PROBLEM DESCRIPTION —
The answer must be every line of the records below that holds the word "ground".

Stored data entries:
--- START ---

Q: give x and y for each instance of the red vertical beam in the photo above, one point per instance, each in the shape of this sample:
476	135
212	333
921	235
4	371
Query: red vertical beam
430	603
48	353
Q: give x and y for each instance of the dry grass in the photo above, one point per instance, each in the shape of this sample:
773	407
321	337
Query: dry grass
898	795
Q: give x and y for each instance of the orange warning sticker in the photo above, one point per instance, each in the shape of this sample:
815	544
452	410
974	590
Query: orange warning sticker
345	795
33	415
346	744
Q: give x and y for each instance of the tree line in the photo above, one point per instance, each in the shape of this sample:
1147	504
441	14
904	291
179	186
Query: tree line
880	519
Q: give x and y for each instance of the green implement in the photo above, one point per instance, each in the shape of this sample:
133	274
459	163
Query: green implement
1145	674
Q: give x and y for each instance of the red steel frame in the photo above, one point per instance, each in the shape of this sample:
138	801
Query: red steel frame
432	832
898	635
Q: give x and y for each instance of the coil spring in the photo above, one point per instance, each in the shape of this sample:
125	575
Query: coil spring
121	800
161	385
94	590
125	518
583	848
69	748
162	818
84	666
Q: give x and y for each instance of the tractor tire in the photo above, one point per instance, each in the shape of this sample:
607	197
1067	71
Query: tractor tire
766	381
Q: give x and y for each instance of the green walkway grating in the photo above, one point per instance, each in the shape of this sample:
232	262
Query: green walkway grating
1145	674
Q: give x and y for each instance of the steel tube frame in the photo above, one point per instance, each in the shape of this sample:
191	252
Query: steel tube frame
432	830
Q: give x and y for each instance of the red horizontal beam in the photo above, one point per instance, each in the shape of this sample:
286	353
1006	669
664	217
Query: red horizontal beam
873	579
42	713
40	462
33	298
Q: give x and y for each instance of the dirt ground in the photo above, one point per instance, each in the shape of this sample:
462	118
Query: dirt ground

--- END ---

ANSWER AREA —
Q: give x and y for each instance of the dirt ground in the photo above, one point per instance, each in the shape of this sample:
Query: dirt ground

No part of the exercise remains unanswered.